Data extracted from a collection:
══════

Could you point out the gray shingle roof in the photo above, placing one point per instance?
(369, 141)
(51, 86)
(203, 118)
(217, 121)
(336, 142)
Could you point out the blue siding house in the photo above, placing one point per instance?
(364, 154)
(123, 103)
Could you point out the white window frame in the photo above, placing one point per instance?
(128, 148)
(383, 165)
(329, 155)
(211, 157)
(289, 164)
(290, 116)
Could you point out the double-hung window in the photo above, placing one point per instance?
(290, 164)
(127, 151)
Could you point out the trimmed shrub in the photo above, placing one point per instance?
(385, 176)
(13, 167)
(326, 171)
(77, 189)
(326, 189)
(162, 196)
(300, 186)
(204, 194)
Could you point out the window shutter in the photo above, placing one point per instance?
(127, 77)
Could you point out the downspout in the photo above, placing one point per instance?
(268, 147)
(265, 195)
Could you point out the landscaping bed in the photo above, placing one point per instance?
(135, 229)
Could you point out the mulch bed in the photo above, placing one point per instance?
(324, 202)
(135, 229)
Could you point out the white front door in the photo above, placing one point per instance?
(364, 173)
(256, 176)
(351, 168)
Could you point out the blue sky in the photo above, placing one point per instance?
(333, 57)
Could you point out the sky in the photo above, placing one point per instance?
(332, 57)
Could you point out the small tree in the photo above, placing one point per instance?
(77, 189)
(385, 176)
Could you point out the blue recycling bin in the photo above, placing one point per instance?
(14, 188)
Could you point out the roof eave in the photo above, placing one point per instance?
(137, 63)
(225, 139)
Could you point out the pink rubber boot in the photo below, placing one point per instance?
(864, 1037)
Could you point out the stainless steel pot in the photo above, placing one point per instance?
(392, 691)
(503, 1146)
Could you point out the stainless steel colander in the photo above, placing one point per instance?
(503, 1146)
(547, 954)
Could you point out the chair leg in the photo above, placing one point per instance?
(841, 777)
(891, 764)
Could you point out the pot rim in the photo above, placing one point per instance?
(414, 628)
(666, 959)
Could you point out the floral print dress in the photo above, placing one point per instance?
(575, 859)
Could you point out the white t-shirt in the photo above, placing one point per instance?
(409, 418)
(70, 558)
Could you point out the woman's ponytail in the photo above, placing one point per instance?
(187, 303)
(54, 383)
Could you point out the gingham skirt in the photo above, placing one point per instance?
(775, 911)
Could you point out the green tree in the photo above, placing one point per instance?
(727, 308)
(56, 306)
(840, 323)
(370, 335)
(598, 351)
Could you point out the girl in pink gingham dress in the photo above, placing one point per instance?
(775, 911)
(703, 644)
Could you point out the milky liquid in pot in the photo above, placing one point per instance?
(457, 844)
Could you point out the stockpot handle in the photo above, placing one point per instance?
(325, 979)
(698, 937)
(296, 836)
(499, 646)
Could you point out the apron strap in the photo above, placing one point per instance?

══════

Exercise details >> Beginning with the line that has "Could you point out the blue sky", set down every line of the entries above through the final one, unchanged.

Solved exercise >>
Could you point out the blue sky in the photo above, placing one point per instance?
(333, 57)
Could you point out the sky in the photo above, placing one point per instance?
(332, 57)
Could you point out the small tree in the photo above, placing one point per instance?
(77, 189)
(385, 176)
Could you point out the blue recycling bin in the photo above, placing one point per instance?
(14, 188)
Could you point out the roof eave in the photo above, placing one point per instance?
(137, 63)
(225, 139)
Could you point out the pink rubber boot in the photo below, placing one point per instance?
(864, 1037)
Could you point out the stainless steel pot in the photo above, placing one point per instance?
(392, 691)
(503, 1146)
Could you point out the stainless steel colander in the photo above, placing one point per instance?
(503, 1146)
(547, 954)
Could you point out the chair leg in the photo above, placing one point per instance?
(841, 777)
(891, 764)
Could you point out the pot rim in the photo above, placing one point per instance?
(414, 628)
(666, 959)
Could you point out the floral print dress in the photo above, placing one point per instance?
(575, 859)
Could you point out the white t-shirt in the photo above, placing one point per instance?
(409, 418)
(70, 558)
Could you point out the woman's ponytail in the photo above, placing one point per instance?
(187, 303)
(54, 383)
Could you point out the gingham skirt in the photo above, placing one point per instance?
(775, 911)
Could you point out the green tree in the photo above, placing one point per instance?
(727, 308)
(56, 306)
(840, 323)
(370, 335)
(598, 351)
Could you point out the girl in pink gingham dress in the photo above, placing one point per instance?
(775, 911)
(703, 644)
Could you point out the milky liquid in pot in the photo above, placing one point per instance?
(457, 844)
Could you point out the stockpot handle in the photo above, placing one point per instance?
(325, 979)
(698, 937)
(296, 836)
(499, 646)
Could you point out the apron strap in the photo above, placing one point per instance?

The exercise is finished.